━━ Record set

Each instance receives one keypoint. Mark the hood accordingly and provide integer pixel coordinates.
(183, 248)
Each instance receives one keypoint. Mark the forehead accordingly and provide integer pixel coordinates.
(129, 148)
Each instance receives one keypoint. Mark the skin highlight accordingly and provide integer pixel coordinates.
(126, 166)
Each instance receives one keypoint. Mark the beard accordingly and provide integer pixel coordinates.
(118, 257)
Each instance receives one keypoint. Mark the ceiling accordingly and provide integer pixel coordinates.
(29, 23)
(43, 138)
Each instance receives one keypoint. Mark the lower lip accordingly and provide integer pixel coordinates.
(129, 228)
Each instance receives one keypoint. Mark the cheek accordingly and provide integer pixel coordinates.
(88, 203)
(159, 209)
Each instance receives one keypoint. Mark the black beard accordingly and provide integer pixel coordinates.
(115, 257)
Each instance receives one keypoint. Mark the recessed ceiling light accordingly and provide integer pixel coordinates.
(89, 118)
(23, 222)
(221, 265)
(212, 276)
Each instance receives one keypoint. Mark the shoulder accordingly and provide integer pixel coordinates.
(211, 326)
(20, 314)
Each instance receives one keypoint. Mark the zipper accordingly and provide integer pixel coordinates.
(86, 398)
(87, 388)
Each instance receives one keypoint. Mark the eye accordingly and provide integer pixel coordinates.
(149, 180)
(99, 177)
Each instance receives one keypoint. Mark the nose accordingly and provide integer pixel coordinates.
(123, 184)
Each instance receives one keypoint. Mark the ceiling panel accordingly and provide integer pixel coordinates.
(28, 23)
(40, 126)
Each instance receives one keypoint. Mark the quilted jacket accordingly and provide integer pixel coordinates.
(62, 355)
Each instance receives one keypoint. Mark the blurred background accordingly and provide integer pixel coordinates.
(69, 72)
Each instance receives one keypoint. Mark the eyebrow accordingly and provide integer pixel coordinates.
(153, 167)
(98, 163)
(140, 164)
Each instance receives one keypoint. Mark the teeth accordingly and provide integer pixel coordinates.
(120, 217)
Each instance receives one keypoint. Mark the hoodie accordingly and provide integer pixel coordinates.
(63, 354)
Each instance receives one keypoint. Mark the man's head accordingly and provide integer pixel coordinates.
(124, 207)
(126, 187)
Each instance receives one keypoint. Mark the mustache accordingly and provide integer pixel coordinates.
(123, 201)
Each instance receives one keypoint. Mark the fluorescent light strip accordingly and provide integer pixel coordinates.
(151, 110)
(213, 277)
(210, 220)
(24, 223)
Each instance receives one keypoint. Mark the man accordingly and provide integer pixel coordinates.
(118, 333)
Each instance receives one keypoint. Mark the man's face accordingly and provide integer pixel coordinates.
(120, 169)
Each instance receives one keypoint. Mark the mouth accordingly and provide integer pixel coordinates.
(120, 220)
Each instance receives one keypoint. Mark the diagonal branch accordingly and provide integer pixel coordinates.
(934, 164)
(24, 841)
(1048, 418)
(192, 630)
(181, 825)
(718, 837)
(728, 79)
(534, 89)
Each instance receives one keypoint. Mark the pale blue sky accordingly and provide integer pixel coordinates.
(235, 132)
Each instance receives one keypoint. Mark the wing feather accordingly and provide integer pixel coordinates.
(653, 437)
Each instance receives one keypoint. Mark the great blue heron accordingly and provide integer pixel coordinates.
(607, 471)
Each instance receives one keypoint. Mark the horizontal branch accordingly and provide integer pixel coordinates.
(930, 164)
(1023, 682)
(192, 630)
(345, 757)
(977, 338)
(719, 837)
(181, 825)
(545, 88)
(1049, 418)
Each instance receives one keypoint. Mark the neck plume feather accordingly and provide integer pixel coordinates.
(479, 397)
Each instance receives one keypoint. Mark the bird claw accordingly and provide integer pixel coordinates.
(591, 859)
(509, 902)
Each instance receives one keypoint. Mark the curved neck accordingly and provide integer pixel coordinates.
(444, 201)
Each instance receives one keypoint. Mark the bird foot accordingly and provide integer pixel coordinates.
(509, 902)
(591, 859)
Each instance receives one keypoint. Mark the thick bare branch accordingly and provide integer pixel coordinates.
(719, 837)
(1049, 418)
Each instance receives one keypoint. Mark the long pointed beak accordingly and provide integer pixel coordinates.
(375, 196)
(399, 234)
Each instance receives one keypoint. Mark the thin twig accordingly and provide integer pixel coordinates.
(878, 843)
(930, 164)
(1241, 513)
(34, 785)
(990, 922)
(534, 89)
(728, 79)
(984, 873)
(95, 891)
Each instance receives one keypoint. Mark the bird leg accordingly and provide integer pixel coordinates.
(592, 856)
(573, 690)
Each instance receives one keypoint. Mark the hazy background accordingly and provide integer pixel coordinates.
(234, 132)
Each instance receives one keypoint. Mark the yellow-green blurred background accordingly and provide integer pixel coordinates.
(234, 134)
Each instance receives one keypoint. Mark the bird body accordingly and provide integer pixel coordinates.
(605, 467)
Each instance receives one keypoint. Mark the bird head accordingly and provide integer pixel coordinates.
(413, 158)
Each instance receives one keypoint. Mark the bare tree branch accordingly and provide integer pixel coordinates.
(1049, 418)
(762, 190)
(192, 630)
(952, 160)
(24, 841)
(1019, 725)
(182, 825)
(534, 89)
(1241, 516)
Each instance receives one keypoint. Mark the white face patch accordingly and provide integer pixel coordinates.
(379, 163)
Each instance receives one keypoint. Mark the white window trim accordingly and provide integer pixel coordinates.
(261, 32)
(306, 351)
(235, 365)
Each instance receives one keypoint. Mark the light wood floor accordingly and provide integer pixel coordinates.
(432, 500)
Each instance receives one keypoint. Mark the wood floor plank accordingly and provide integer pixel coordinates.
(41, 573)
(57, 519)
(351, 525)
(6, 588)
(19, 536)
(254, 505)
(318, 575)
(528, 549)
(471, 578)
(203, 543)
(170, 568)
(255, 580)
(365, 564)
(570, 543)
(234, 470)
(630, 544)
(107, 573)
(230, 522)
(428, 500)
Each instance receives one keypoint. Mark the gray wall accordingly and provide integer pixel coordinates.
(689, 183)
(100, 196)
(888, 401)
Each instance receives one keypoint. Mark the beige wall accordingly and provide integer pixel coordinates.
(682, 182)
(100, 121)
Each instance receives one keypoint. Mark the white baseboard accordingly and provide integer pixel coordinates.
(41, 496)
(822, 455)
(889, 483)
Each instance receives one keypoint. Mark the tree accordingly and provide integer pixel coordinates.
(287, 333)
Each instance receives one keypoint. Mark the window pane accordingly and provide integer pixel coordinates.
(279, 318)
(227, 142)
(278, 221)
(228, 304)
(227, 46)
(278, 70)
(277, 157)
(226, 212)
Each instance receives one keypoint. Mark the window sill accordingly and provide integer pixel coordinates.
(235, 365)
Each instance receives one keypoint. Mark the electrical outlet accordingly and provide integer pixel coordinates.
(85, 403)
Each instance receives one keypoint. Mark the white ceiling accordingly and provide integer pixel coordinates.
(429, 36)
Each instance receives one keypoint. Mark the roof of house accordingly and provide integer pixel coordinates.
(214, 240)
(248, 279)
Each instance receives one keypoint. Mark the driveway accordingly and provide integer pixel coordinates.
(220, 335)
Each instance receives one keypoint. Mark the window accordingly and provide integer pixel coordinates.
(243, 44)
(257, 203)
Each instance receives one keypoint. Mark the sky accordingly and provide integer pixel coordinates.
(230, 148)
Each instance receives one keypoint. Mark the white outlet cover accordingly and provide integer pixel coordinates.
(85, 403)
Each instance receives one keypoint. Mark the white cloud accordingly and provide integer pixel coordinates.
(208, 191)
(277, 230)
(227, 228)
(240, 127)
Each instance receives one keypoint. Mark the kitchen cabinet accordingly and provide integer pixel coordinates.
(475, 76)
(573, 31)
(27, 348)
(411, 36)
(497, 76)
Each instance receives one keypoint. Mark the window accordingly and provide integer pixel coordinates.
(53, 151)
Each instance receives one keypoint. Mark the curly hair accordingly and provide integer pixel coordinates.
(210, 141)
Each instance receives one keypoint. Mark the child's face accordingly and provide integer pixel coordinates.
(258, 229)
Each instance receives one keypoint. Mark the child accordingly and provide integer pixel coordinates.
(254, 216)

━━━━

• What to work on: A word-for-word copy of the lines from the one with "Each instance receives one keypoint. Mark the kitchen" through the end of the listing is what should be returned.

• Result of the exercise:
Each instance receives one keypoint. Mark the kitchen cabinet accordingly and provide integer pixel coordinates.
(475, 76)
(573, 31)
(27, 348)
(411, 36)
(497, 76)
Each instance receives one keypoint. Mark the window accordingly and provide integer pixel coordinates.
(53, 151)
Each instance receives one keypoint. Mark the curly hair accordingly and provide integer pixel coordinates.
(210, 141)
Each instance receives one keypoint. Mark the child's face accordingly and provide integer pixel coordinates.
(258, 229)
Each instance receives one keypoint. Mark the child accordingly and provide integer pixel coordinates.
(254, 216)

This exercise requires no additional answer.